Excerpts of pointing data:
* * *

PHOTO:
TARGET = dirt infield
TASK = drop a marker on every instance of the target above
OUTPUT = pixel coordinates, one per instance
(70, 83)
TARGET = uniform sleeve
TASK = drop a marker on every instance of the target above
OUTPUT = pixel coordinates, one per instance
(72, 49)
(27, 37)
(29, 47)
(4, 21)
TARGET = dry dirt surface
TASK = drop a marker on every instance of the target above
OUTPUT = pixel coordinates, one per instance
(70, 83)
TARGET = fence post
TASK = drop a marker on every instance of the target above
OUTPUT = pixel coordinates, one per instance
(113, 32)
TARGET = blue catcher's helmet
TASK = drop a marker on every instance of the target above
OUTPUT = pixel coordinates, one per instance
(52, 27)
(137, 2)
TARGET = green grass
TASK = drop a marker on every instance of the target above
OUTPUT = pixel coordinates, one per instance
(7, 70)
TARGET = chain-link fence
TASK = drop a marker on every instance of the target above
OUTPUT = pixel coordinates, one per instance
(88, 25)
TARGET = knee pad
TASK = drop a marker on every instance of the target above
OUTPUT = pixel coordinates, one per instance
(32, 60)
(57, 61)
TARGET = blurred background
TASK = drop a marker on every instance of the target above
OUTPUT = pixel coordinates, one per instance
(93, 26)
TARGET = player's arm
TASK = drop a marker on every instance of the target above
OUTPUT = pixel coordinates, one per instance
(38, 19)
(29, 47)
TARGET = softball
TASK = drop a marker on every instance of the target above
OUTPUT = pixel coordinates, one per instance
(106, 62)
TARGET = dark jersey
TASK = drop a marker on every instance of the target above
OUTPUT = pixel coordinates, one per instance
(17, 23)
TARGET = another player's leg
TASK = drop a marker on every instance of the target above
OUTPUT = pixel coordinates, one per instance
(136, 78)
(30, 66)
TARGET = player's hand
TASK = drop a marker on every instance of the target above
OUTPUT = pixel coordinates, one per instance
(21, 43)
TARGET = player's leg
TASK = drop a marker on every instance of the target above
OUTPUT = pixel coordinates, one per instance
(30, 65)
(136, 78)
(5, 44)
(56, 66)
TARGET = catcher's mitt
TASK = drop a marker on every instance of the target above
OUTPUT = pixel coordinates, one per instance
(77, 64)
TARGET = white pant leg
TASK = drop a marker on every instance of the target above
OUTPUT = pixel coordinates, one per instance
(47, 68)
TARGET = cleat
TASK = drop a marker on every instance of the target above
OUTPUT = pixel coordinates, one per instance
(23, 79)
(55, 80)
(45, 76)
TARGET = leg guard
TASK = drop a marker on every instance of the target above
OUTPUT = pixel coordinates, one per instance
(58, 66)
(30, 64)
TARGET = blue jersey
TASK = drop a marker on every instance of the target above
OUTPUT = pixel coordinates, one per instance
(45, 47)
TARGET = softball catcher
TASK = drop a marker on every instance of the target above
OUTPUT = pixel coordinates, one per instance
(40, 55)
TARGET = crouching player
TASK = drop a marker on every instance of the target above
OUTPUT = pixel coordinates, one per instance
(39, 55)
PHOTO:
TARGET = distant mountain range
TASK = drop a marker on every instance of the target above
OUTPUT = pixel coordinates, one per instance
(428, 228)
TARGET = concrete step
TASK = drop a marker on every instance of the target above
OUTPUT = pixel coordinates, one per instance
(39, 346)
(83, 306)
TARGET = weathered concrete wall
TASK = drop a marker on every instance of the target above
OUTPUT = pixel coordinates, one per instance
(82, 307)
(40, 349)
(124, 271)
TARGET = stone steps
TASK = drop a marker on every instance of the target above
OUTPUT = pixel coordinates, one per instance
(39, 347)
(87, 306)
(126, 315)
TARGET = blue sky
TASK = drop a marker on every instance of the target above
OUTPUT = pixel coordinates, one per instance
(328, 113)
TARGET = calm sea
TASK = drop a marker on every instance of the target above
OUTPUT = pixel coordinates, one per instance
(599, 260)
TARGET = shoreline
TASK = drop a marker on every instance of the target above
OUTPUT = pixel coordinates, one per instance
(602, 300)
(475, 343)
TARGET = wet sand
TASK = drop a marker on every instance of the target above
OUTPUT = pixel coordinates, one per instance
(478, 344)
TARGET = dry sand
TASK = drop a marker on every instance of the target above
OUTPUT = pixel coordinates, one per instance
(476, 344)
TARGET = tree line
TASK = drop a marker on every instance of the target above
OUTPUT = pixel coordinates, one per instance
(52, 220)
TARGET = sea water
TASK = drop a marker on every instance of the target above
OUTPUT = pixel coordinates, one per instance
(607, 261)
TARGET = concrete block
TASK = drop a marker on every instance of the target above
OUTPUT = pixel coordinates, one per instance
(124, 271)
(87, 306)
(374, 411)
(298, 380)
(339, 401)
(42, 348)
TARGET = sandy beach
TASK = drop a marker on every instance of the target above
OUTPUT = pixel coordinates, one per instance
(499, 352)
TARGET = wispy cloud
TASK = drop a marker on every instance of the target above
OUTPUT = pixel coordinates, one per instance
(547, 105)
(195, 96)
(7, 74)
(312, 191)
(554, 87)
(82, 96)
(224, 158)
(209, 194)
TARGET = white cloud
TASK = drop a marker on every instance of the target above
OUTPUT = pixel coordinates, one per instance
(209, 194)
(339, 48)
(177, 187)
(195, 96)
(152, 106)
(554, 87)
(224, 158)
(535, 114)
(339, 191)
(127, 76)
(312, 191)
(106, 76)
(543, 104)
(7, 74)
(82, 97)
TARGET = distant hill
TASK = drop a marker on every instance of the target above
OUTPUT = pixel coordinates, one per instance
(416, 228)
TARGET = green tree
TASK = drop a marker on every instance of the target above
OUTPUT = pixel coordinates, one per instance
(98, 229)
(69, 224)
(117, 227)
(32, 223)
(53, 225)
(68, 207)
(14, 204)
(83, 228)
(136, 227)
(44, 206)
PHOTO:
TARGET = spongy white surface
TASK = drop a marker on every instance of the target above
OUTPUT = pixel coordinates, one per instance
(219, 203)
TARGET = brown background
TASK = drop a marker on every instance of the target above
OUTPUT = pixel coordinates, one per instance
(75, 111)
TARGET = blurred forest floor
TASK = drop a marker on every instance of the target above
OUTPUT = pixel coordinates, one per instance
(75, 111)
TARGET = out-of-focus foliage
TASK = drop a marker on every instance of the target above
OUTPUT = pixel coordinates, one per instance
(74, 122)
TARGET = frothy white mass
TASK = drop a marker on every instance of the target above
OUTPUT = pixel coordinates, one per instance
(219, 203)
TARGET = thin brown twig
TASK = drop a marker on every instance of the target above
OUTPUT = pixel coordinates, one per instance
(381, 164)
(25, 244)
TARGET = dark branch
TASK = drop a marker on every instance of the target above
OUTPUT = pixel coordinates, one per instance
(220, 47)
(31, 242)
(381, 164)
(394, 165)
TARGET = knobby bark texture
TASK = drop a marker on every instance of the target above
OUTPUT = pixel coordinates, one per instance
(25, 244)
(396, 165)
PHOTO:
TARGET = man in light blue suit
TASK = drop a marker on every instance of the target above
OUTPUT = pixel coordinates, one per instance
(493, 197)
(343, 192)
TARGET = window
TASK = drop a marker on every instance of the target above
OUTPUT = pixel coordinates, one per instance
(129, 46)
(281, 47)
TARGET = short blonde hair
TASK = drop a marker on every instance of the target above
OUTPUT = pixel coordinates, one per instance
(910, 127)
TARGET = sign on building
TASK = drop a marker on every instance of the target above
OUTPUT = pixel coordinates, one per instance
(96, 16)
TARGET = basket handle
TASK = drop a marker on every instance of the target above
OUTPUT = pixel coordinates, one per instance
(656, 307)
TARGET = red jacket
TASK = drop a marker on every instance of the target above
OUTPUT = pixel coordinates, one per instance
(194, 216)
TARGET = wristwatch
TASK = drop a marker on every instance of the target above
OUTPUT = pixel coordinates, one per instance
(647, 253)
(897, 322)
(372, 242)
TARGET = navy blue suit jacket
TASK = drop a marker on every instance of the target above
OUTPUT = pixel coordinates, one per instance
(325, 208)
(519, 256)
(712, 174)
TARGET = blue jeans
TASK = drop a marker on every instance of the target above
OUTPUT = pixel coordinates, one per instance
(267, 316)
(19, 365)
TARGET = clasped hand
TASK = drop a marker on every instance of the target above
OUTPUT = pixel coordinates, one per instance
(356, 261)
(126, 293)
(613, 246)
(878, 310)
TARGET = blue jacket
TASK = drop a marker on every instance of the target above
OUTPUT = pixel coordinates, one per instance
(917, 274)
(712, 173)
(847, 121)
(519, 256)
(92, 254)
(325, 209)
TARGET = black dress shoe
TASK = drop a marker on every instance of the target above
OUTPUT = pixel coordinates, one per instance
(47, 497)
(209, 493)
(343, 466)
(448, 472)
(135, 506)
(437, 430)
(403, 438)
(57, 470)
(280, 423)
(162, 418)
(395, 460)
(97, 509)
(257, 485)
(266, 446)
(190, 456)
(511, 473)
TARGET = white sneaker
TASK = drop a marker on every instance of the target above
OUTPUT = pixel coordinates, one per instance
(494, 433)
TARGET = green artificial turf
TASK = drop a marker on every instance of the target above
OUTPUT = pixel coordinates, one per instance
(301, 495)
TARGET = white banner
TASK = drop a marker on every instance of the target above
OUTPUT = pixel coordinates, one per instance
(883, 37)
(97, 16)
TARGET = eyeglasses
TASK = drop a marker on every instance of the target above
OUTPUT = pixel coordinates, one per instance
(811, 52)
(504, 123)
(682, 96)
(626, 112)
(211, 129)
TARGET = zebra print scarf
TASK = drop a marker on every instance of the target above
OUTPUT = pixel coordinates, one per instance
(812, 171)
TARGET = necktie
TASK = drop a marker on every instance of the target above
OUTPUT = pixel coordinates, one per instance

* * *

Exercise requirements:
Print exactly the lines from the one with "TARGET = white banner" through the end of the data, inclusive.

Full solution:
TARGET = white banner
TASK = drop a marker on every instance of the target above
OUTPUT = pixel coordinates, one per instance
(883, 37)
(97, 16)
TARGET = eyeglasses
TASK = drop a marker on every instance of the target above
OUTPUT = pixel coordinates, one per instance
(811, 52)
(504, 123)
(682, 96)
(626, 112)
(211, 129)
TARGET = zebra print scarf
TASK = drop a marker on every instance of the target above
OUTPUT = pixel coordinates, one per instance
(812, 171)
TARGET = necktie
TASK = drop a marker on every instance of the target above
OUTPUT = pixel coordinates, one per instance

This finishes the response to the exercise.